━━ Page excerpt
Re: [PATCH v3 1/2] x86/resctrl: IPI all CPUs for group updates
From: Peter Newman
Date: Wed Nov 23 2022 - 06:12:31 EST
Hi Reinette,
On Mon, Nov 21, 2022 at 10:53 PM Reinette Chatre
<reinette.chatre@xxxxxxxxx> wrote:
> On 11/15/2022 6:19 AM, Peter Newman wrote:
> > To rule out needing to update a CPU when deleting an rdtgroup, we must
>
> Please do not impersonate code in changelog and comments (do not
> use "we"). This is required for resctrl changes to be considered for
> inclusion because resctrl patches are routed via the "tip" repo
> and is thus required to follow the "tip tree handbook"
> (Documentation/process/maintainer-tip.rst). Please also
> stick to a clear "context-problem-solution" changelog as is the custom
> in this area.
Thanks, I forgot about the "tip tree handbook" and was trying to
remember where the pointers about wording from the reply to the other
patch came from. Unfortunately I didn't read your replies in FIFO
order.
>
> > search the entire tasklist for group members which could be running on
> > that CPU. This needs to be done while blocking updates to the tasklist
> > to avoid leaving newly-created child tasks assigned to the old
> > CLOSID/RMID.
>
> This is not clear to me. rdt_move_group_tasks() obtains a read lock,
> read_lock(&tasklist_lock), so concurrent modifications to the tasklist
> are indeed possible. Should this perhaps be write_lock() instead?
> It sounds like the scenario you are describing may be a concern. That is,
> if a task belonging to a group that is being removed happens to
> call fork()/clone() during the move then the child may end up being
> created with old closid.
Shouldn't read_lock(&tasklist_lock) cause write_lock(&tasklist_lock) to
block?
Maybe I paraphrased too much in the explanation.
━━━━
━━ Record list
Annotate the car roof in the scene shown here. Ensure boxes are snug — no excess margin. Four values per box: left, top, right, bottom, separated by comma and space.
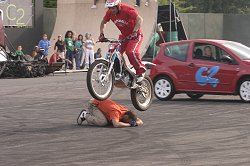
161, 39, 237, 46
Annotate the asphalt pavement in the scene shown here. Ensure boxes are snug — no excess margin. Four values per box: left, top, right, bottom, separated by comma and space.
0, 73, 250, 166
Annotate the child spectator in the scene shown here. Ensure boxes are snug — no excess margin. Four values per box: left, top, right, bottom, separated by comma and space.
84, 33, 95, 69
135, 0, 149, 7
31, 46, 39, 59
15, 46, 24, 60
54, 35, 65, 61
64, 31, 74, 70
94, 48, 102, 59
38, 34, 50, 57
49, 52, 72, 64
91, 0, 106, 9
75, 34, 83, 70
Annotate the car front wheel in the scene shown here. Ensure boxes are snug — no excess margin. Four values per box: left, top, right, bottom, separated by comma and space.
239, 78, 250, 103
154, 76, 175, 101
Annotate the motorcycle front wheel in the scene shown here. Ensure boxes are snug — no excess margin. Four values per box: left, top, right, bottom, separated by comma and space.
87, 60, 114, 100
130, 76, 154, 111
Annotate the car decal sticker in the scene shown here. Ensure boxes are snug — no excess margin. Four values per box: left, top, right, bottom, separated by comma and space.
195, 66, 220, 88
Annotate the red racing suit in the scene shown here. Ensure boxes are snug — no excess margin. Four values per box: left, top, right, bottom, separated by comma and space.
103, 4, 146, 75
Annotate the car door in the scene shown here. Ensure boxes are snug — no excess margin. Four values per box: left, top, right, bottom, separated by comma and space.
187, 43, 239, 93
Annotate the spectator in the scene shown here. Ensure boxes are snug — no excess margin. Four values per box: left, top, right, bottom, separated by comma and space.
135, 0, 149, 7
84, 33, 95, 69
78, 99, 143, 127
94, 48, 102, 59
38, 34, 51, 58
54, 35, 65, 59
31, 46, 39, 59
74, 34, 83, 70
49, 52, 72, 64
64, 31, 74, 70
91, 0, 106, 9
15, 46, 24, 60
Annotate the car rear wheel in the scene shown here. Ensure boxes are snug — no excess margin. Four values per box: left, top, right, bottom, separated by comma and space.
239, 78, 250, 103
187, 93, 204, 100
154, 76, 175, 101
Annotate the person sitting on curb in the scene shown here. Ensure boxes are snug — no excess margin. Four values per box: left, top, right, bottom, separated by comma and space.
77, 99, 143, 127
15, 46, 24, 60
94, 48, 102, 59
91, 0, 106, 9
49, 52, 72, 65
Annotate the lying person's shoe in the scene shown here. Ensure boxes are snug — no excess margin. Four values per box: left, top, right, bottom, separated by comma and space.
91, 5, 96, 9
77, 110, 89, 125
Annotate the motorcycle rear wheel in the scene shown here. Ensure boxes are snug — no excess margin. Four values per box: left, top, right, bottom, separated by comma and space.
130, 76, 154, 111
87, 60, 114, 100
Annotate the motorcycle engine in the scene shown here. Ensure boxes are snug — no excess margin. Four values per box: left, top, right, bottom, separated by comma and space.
123, 72, 131, 86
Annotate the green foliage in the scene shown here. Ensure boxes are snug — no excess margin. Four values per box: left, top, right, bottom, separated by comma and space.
159, 0, 250, 14
43, 0, 57, 8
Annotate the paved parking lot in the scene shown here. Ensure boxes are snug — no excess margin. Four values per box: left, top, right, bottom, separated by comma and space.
0, 73, 250, 166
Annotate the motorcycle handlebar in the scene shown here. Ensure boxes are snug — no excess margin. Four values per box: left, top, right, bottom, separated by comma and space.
96, 37, 133, 43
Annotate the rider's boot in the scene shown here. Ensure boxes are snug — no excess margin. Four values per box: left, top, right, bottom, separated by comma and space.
115, 73, 122, 81
131, 73, 145, 89
77, 110, 90, 125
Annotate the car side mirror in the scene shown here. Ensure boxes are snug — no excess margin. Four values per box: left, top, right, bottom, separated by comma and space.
220, 55, 234, 64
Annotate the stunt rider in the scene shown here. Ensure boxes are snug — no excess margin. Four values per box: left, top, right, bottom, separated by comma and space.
99, 0, 146, 82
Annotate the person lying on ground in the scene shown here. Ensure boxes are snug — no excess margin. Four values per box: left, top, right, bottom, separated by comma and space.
79, 99, 143, 127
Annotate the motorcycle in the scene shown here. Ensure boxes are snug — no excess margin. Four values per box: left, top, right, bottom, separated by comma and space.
87, 38, 154, 111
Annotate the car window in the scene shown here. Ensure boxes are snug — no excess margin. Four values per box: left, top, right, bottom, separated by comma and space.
217, 48, 238, 64
193, 43, 216, 61
164, 43, 189, 61
223, 42, 250, 60
193, 43, 237, 64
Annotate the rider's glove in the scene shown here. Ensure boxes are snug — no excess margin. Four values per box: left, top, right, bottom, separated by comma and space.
128, 32, 138, 40
99, 33, 107, 42
129, 120, 138, 127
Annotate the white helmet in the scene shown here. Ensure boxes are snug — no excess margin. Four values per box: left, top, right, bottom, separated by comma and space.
105, 0, 121, 8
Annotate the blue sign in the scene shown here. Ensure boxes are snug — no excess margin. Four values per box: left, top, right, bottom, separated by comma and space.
195, 66, 220, 88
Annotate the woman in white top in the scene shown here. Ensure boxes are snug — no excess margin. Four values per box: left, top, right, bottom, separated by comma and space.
84, 33, 95, 69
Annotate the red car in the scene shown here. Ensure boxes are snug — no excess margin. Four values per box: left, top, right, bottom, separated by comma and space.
150, 39, 250, 102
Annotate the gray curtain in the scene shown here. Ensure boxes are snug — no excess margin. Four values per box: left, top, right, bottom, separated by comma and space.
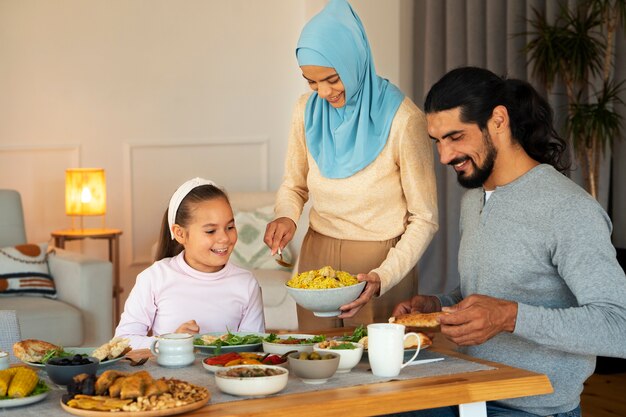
413, 0, 626, 294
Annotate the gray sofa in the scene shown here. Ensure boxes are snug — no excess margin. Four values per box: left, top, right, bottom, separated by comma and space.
0, 190, 113, 346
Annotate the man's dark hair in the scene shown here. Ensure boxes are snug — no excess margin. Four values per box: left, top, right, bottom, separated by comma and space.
424, 67, 570, 172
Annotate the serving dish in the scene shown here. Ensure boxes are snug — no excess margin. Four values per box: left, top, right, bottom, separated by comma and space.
44, 356, 100, 385
193, 332, 269, 354
202, 352, 288, 372
215, 365, 289, 397
285, 281, 366, 317
313, 342, 363, 373
60, 397, 210, 417
0, 391, 49, 409
22, 347, 126, 369
263, 333, 319, 355
287, 352, 340, 384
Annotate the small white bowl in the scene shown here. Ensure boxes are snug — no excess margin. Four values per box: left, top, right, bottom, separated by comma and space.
287, 352, 339, 384
285, 281, 365, 317
313, 342, 363, 374
215, 365, 289, 397
263, 334, 315, 355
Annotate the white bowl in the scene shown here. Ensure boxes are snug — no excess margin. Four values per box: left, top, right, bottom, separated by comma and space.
263, 334, 315, 355
287, 352, 339, 384
202, 352, 289, 372
285, 281, 365, 317
313, 342, 363, 373
215, 365, 289, 397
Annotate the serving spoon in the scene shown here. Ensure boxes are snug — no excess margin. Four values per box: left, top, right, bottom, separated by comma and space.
274, 247, 293, 268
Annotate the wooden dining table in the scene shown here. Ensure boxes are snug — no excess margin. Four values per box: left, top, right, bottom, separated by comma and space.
128, 328, 553, 417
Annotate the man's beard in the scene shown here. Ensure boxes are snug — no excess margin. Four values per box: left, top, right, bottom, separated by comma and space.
449, 130, 498, 188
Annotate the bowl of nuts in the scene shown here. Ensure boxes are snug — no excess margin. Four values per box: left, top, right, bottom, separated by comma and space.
287, 352, 339, 384
45, 355, 100, 385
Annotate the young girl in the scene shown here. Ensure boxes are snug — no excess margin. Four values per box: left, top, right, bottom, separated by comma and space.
115, 178, 265, 349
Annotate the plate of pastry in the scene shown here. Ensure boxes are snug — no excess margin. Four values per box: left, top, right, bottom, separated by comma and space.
60, 370, 211, 417
13, 337, 131, 369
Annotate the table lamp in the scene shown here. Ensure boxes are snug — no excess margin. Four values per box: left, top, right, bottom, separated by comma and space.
65, 168, 106, 229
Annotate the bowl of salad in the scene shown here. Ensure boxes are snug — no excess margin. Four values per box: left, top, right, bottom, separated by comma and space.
193, 331, 268, 355
202, 352, 287, 372
263, 333, 326, 355
313, 340, 363, 373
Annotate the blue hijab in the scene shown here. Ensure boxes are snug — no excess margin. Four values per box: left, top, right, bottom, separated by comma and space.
296, 0, 404, 178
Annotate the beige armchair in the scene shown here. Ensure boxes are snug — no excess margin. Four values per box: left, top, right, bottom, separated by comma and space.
0, 190, 113, 346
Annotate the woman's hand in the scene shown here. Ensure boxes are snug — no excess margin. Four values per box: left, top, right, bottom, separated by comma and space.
263, 217, 296, 255
174, 320, 200, 334
339, 272, 380, 319
391, 295, 441, 317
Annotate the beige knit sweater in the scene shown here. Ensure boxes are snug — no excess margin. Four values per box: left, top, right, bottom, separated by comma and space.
275, 93, 438, 298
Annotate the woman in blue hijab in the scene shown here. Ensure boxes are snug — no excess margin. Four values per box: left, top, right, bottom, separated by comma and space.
265, 0, 438, 330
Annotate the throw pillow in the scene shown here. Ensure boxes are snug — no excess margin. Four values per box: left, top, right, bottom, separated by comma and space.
231, 206, 295, 271
0, 243, 57, 298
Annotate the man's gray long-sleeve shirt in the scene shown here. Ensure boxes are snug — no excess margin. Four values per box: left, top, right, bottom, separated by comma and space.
440, 165, 626, 415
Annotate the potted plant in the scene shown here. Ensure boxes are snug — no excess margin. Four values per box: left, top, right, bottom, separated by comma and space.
525, 0, 626, 199
525, 0, 626, 374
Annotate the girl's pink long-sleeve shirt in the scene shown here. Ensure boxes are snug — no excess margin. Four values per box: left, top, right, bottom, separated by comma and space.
115, 252, 265, 349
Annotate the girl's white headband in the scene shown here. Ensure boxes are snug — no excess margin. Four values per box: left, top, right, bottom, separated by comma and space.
167, 177, 217, 239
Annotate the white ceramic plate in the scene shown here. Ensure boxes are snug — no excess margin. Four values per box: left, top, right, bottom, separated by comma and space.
193, 332, 269, 354
22, 347, 126, 369
0, 391, 50, 409
215, 365, 289, 397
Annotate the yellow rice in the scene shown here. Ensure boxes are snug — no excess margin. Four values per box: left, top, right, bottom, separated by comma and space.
287, 266, 359, 290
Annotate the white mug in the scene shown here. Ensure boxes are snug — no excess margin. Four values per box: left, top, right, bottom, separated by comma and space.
0, 350, 9, 371
150, 333, 196, 368
367, 323, 421, 377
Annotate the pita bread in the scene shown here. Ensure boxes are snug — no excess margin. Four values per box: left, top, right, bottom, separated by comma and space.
389, 311, 448, 331
13, 339, 61, 363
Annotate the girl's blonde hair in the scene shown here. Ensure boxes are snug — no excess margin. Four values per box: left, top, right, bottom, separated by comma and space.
154, 184, 230, 262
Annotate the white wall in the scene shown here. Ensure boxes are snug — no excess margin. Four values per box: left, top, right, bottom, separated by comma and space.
0, 0, 412, 312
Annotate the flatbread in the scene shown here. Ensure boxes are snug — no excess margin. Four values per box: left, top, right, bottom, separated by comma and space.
359, 333, 433, 350
389, 311, 448, 330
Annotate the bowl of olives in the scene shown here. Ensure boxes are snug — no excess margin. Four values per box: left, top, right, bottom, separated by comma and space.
287, 352, 339, 384
45, 355, 100, 385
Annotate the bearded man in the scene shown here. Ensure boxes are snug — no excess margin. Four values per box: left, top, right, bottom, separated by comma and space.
394, 67, 626, 417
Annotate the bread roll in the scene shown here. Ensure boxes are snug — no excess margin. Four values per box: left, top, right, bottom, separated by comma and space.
389, 311, 448, 330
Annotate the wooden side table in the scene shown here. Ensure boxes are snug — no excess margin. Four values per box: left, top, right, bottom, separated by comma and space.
51, 229, 123, 328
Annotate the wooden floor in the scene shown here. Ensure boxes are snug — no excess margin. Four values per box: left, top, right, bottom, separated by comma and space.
581, 372, 626, 417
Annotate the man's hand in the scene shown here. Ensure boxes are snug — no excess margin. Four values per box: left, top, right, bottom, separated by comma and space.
392, 295, 441, 317
263, 217, 296, 255
440, 294, 517, 346
339, 272, 380, 319
174, 320, 200, 334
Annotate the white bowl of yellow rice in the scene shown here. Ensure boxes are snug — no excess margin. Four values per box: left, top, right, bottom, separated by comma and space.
285, 266, 366, 317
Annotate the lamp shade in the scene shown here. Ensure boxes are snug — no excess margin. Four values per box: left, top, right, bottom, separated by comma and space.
65, 168, 106, 216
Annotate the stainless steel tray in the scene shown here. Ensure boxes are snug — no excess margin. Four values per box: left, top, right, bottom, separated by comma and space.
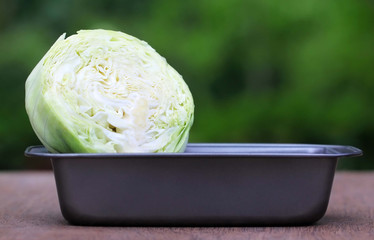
━━━━
◆ Exercise aim:
Set down, word for word, the part of the patch discussion above that opens with the words containing "Thanks, I forgot" and closes with "be write_lock() instead?".

◆ Finished task:
Thanks, I forgot about the "tip tree handbook" and was trying to
remember where the pointers about wording from the reply to the other
patch came from. Unfortunately I didn't read your replies in FIFO
order.
>
> > search the entire tasklist for group members which could be running on
> > that CPU. This needs to be done while blocking updates to the tasklist
> > to avoid leaving newly-created child tasks assigned to the old
> > CLOSID/RMID.
>
> This is not clear to me. rdt_move_group_tasks() obtains a read lock,
> read_lock(&tasklist_lock), so concurrent modifications to the tasklist
> are indeed possible. Should this perhaps be write_lock() instead?